■ **Excerpt**
------------------------------------------------

I am old enough to remember when you could buy a nice three-bedroom house, even in California, for under $100K. And if you go back a little before the 1960s, when the bubble really began to take shape, there was a common trend that went back to my fathers and grandfathers era, to wit: a years salary for the average worker was enough to buy a home. When my grandfather got married in 1929 he was able to buy a two story Victorian home with 4 bedrooms in New Jersey (he commuted to NYC) for $2000. In 1950 my father bought a 4 bedroom Colonial with a full attic, 3 baths, a living room, dining room, sun room, breakfast room, kitchen, laundry room and maid’s room, plus a full finished basement, for $25K. He sold it in 1960 for the same price, and bought a new split level in another bedroom community (the now extremely upscale Morristown, NJ) for $35K.
Then prices took off. Ten years later he retired, and moved to Annapolis, in Maryland. There he had to pay the enormous sum of $65K for a custom-built waterfront home on the South River with two floors, floor to ceiling windows, and a private dock for his sailboat (and beach).
But wait: that same year I was living in Manhattan in a quaint artsy area called Soho, at 154 Spring Street. Several fellow film makers and I had the top two lofts of a classic 4 story former factory building. We had our own freight elevator. Our rents were $125 for the top floor, and $75 for the 3rd floor, and we have a film studio in one and a sound stage in the other, with room for two apartments. The owner of the building, who lived in Switzerland, was desperate to sell us the whole building. If only. The price was $125K and we had to laugh, it was so high.

------------------------------------------------

[Coordinate labeling data]
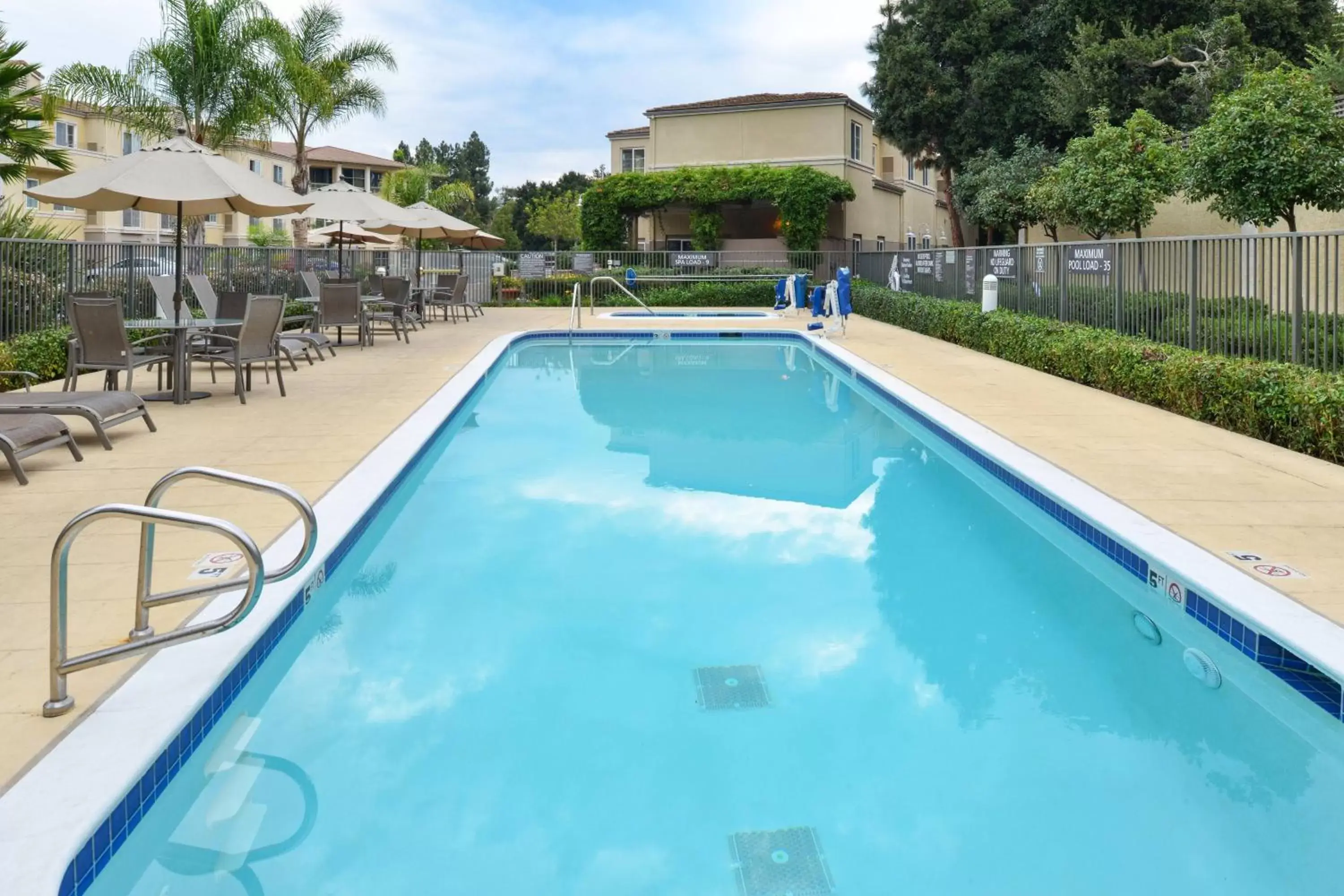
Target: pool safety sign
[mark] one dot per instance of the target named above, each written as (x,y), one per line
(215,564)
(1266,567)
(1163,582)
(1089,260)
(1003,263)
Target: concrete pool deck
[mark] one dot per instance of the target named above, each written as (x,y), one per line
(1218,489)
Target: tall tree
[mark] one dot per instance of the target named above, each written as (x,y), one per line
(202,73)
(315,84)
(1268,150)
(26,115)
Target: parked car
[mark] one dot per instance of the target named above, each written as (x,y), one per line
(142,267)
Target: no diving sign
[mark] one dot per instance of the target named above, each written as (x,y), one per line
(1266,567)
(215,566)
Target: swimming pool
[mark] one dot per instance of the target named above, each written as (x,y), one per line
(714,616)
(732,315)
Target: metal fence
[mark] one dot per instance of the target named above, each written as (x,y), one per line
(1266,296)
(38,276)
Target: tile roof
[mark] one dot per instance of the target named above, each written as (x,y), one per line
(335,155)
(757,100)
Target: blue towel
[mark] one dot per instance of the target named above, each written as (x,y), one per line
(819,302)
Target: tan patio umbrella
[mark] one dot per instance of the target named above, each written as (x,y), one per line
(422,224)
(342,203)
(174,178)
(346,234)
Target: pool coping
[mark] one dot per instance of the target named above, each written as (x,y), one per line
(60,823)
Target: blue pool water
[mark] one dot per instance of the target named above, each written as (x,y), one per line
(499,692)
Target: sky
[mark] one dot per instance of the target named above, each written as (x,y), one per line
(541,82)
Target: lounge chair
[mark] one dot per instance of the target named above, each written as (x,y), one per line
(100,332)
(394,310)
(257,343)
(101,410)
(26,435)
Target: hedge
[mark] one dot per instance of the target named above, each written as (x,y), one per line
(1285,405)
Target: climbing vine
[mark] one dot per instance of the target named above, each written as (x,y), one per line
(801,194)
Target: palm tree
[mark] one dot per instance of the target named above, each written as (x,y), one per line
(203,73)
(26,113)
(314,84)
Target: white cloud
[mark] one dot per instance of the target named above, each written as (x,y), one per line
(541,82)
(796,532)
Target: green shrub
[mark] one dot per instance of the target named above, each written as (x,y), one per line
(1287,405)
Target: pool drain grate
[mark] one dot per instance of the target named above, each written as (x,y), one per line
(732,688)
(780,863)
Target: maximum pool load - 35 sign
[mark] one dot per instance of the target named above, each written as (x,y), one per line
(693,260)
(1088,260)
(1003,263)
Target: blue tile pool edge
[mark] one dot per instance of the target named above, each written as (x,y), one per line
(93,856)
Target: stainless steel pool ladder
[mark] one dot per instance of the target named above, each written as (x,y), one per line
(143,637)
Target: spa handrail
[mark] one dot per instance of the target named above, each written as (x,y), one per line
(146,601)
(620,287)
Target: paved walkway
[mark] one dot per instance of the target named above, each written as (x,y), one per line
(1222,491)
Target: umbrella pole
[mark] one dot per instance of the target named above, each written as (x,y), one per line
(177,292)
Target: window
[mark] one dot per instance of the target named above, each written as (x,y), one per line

------------------------------------------------

■ **Required actions**
a - According to the excerpt on housing prices, how much was the waterfront home in Annapolis?
b - Count the lines of the entries that contain the word "tile", and give only the number.
The excerpt on housing prices and the entries have no connection to each other.

■ **Answers for the exercise**
a - It cost $65K.

b - 2